╔══
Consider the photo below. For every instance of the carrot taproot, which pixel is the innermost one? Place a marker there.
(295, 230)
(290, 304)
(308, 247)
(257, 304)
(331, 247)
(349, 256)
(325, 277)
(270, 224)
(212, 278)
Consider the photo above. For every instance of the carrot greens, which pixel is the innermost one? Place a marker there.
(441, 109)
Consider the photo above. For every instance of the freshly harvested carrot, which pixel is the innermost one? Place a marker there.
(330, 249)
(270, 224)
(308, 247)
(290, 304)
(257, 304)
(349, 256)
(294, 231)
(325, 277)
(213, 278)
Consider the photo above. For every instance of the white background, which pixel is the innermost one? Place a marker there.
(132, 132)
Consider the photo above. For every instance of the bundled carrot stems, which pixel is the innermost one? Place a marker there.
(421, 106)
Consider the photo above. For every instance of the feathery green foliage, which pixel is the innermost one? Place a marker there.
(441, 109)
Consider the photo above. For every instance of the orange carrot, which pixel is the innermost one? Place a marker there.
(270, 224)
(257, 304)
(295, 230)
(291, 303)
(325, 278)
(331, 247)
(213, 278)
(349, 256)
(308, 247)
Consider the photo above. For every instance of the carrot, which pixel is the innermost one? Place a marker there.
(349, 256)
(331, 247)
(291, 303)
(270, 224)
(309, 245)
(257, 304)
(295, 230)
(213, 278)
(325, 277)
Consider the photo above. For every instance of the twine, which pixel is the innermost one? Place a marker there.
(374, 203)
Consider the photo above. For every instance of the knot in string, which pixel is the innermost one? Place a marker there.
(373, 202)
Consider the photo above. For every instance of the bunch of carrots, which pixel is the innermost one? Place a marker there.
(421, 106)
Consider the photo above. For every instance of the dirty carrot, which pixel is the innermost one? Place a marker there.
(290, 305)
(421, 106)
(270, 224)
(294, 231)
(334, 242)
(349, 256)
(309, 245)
╚══
▸ **Problem description**: Reproduce the lines above without changes, starting with the line that contains "Consider the photo above. For every instance of the bundled" and continuing through the last line, including both.

▸ **Reply to the exercise**:
Consider the photo above. For every instance of the bundled carrot stems, which pixel is the innermost one? Place a marker there.
(421, 106)
Consider the photo above. For every instance of the feathery green foliage, which pixel is the innermost one? Place a marker there.
(441, 109)
Consider the photo above. For every instance of the orange carrot, which pixel is the innermost one? Place a marker there.
(270, 224)
(257, 304)
(295, 230)
(291, 303)
(325, 278)
(331, 247)
(213, 278)
(349, 256)
(308, 247)
Consider the photo above. For every instance of the carrot, which pixel is the innermost one? Place a marker there.
(349, 256)
(331, 247)
(291, 303)
(270, 224)
(309, 245)
(257, 304)
(295, 230)
(213, 278)
(325, 277)
Consider the photo above. For every instance of the twine, which pixel is the innermost one? Place a marker there.
(374, 203)
Consider the photo above. For every instance of the knot in string, which pixel is the innermost one? Place a marker there.
(373, 202)
Consider the photo above. For every instance of the bunch of carrots, which pixel is the innermost one? Place a marker there.
(421, 106)
Consider the photo above. For every instance of the dirty carrot, which pixel is the innermost one? Place a marker there.
(290, 305)
(421, 106)
(270, 224)
(294, 231)
(334, 242)
(349, 256)
(309, 245)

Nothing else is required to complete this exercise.